--- Dataset ---
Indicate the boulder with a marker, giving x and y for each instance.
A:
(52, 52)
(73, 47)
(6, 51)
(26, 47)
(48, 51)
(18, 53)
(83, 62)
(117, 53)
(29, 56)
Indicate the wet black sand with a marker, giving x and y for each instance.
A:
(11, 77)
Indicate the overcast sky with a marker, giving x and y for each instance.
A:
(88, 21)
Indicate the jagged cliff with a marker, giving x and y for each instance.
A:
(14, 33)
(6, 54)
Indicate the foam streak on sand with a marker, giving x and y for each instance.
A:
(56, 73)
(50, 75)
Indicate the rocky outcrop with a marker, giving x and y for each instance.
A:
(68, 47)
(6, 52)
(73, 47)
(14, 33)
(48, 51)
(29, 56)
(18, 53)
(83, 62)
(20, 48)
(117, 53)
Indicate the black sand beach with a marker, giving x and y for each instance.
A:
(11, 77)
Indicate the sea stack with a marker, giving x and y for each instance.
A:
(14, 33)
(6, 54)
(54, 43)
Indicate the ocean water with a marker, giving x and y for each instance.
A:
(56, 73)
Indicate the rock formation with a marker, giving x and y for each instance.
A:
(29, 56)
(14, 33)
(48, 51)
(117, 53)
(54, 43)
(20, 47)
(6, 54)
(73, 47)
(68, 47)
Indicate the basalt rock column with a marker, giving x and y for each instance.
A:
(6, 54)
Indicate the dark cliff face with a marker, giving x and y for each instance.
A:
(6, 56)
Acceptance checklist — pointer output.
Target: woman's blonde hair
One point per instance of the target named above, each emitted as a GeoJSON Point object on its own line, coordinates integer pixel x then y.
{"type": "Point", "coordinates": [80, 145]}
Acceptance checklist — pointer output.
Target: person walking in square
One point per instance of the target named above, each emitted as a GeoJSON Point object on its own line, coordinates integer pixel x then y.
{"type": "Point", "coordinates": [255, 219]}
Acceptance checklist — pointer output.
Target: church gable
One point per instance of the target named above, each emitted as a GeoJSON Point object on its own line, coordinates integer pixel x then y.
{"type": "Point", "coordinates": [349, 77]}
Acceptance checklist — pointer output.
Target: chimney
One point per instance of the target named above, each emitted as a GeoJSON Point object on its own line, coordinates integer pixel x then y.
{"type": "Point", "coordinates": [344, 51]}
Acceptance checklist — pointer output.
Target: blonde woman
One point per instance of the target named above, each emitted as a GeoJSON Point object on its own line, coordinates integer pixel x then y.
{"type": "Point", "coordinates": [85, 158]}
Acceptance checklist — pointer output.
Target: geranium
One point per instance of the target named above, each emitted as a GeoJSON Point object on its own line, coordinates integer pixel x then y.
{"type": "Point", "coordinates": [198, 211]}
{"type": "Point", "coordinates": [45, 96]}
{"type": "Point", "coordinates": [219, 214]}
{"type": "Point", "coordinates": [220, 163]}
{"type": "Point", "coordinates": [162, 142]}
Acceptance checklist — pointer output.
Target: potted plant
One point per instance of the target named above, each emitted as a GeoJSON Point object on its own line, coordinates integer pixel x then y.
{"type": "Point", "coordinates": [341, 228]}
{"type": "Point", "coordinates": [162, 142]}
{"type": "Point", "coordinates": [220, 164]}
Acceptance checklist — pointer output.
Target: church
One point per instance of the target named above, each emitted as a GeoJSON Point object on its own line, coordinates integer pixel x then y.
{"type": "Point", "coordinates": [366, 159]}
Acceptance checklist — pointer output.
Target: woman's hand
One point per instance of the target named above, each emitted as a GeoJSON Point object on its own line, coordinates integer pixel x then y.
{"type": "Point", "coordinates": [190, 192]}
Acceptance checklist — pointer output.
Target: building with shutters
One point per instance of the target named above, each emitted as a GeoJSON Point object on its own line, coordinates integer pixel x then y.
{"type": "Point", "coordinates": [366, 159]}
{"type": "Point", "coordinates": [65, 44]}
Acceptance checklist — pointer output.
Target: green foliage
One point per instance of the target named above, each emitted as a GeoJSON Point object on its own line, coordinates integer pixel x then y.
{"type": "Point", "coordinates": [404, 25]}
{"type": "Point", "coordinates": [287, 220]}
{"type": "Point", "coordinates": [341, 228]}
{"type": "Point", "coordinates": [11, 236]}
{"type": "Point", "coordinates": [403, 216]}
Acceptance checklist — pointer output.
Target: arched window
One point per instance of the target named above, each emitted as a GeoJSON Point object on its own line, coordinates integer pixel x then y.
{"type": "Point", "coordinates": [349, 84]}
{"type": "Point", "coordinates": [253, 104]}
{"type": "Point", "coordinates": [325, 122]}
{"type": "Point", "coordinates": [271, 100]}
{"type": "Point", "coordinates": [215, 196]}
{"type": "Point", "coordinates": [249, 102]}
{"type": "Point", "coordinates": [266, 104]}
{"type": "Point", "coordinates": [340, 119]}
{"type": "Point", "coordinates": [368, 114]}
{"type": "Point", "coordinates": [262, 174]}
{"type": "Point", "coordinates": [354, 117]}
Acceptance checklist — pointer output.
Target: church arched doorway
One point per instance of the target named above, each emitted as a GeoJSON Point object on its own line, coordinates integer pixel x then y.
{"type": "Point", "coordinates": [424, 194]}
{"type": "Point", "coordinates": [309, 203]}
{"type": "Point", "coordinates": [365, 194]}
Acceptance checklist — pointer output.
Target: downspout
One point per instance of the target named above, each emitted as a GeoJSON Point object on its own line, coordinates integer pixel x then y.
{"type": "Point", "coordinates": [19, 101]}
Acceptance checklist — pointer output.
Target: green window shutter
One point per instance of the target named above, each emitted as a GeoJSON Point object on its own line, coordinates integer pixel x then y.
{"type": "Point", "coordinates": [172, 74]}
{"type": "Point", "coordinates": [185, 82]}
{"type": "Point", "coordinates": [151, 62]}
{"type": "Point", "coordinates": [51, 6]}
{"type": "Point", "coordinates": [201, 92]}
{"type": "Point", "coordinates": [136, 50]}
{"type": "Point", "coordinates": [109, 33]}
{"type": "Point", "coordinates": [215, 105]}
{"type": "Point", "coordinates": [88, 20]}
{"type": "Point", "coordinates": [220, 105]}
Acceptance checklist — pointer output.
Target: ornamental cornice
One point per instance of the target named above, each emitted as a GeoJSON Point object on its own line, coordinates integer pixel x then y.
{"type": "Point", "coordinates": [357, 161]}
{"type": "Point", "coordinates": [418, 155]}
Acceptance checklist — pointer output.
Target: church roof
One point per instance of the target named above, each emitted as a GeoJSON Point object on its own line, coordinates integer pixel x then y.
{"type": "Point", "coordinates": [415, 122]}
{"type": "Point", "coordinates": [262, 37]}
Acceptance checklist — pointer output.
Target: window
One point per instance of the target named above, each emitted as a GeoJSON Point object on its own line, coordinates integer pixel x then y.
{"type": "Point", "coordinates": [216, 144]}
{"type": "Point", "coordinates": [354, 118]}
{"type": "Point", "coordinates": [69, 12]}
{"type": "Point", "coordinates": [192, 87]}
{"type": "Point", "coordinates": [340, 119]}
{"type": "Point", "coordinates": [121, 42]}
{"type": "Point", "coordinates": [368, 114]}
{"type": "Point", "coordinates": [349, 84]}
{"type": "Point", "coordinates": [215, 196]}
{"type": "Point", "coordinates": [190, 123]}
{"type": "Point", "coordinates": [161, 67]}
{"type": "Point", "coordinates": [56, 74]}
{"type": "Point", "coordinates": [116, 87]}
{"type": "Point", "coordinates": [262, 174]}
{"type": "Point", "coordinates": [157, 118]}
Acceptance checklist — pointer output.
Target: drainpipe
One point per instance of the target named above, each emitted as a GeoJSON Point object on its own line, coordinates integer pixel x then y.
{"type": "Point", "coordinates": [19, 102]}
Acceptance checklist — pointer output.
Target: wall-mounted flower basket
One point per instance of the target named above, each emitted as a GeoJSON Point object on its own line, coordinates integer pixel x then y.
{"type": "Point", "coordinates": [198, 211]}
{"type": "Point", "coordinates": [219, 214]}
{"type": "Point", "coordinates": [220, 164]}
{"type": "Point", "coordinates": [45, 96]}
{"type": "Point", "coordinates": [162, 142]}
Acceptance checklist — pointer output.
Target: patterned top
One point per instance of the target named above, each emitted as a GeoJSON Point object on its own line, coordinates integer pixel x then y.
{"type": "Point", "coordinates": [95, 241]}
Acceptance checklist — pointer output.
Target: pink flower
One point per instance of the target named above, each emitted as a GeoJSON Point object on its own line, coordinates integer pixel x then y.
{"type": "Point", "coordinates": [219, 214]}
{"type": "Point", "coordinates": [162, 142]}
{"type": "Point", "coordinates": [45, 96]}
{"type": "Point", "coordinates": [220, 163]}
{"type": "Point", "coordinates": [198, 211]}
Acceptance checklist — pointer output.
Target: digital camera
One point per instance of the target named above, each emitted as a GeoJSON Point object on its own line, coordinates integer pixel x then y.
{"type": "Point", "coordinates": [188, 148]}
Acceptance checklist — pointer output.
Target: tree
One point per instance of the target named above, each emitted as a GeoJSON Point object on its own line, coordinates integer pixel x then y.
---
- **Exercise objective**
Pick out every line in the items that contains the word "window", treating uppercase and lowercase as different, and copy each of those lines.

- **Correct answer**
Target: arched window
Target: green window shutter
Target: window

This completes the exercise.